### WHAT TO WORK ON
Entries must be copied exactly, with nothing left out.

[PROVIDED INFORMATION — start]

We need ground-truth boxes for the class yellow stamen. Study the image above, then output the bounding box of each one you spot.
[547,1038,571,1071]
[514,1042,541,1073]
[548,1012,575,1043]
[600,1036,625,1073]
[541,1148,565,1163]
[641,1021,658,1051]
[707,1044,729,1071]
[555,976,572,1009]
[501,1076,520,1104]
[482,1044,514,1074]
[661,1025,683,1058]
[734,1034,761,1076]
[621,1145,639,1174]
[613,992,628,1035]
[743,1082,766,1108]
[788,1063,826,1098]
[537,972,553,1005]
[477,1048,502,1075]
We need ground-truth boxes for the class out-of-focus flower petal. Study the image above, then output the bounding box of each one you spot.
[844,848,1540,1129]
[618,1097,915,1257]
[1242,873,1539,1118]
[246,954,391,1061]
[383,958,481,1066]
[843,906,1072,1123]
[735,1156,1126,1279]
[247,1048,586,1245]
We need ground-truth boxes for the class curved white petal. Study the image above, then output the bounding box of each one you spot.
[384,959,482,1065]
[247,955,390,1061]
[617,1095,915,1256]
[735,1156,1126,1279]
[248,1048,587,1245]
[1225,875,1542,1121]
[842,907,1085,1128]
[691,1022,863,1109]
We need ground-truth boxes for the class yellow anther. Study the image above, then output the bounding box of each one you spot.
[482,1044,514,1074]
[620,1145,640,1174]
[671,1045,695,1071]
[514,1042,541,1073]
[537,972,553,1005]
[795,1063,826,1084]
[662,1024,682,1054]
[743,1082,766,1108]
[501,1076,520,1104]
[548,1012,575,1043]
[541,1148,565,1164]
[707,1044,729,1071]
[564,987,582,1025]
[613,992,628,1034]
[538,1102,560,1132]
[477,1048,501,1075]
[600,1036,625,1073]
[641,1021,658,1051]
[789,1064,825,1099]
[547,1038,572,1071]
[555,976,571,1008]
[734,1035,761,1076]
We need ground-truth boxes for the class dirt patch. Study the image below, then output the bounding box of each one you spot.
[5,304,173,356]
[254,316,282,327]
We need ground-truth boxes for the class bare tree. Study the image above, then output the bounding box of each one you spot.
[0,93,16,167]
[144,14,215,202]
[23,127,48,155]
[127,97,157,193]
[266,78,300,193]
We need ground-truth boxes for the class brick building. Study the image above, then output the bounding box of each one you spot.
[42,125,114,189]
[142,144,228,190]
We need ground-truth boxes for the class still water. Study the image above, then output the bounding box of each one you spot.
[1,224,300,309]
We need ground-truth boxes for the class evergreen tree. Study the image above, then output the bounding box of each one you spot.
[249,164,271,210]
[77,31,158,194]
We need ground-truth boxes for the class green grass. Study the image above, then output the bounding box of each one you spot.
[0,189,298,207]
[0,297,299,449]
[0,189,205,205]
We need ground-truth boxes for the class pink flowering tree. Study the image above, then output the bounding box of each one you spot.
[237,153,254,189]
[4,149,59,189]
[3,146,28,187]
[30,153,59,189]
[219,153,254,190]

[PROVIDED INFORMATION — finish]

### EXERCISE RESULT
We need ground-truth boxes for the class yellow stamen. Study the image above, then output the bounding box of each one you spot.
[547,1038,571,1071]
[514,1042,541,1073]
[548,1012,575,1043]
[600,1036,625,1073]
[541,1148,565,1163]
[641,1021,658,1051]
[707,1044,729,1071]
[555,976,572,1009]
[501,1076,520,1104]
[482,1044,514,1074]
[661,1025,683,1058]
[734,1034,761,1076]
[621,1145,639,1174]
[613,992,628,1035]
[743,1082,766,1108]
[788,1063,826,1098]
[537,972,553,1005]
[477,1048,502,1075]
We need ground-truth boxes for the class out-of-focus flower petal. Study the image above, then output the bounding box of each one you spot.
[844,848,1540,1129]
[618,1097,915,1257]
[1242,873,1539,1118]
[246,954,391,1061]
[383,958,481,1066]
[843,906,1072,1123]
[735,1156,1126,1279]
[247,1048,586,1245]
We need ground-truth boxes for the class curved white petal. Study the image above, then output the bounding box of each one you spot.
[384,959,482,1065]
[247,955,390,1061]
[617,1095,915,1256]
[735,1156,1126,1279]
[248,1048,587,1245]
[1225,875,1542,1121]
[842,907,1085,1128]
[691,1022,863,1109]
We need ground-truth boxes for the class yellow anther. Study the image above, then output the bounding box of each one you spot.
[482,1044,514,1074]
[620,1145,640,1174]
[671,1045,695,1071]
[514,1042,541,1073]
[537,972,553,1005]
[795,1063,826,1084]
[662,1024,682,1054]
[743,1082,766,1108]
[501,1076,520,1104]
[548,1012,575,1043]
[541,1148,565,1164]
[707,1044,729,1071]
[564,987,582,1025]
[613,992,628,1034]
[538,1102,560,1132]
[477,1048,501,1075]
[600,1036,625,1073]
[641,1021,658,1051]
[789,1064,825,1099]
[547,1038,572,1071]
[555,976,571,1008]
[734,1035,761,1076]
We need ground-truth boxes for the class dirt patch. Study the image below, then output the bounding box of each one you spot.
[5,304,173,356]
[254,316,282,327]
We need ground-truth boxes for the class bare tree. Study the image above, then output the bounding box of each one you spot.
[0,93,16,167]
[144,14,215,202]
[23,127,48,155]
[127,97,157,193]
[266,78,300,193]
We need ground-truth boxes for the class brick building. Study the image above, then output the bounding box of each one you spot.
[42,125,114,189]
[142,144,228,190]
We need ground-truth boxes for the class still water. Study the image above, then output the bounding box of each one you spot.
[1,224,300,309]
We need ground-truth boxes for the class evergreen tree. Study the image above, then output the bounding box of each one you spot.
[249,164,271,210]
[77,31,158,194]
We need ground-truth boxes for the class green grass. Study the image above, then output the bounding box of each one you spot.
[0,189,298,207]
[0,297,299,449]
[0,189,205,205]
We need ground-truth boxes for the class pink flowering tree. Study the image above, then output the bounding box of each one you spot.
[237,153,254,189]
[4,149,59,189]
[3,146,28,187]
[30,153,59,189]
[219,153,254,190]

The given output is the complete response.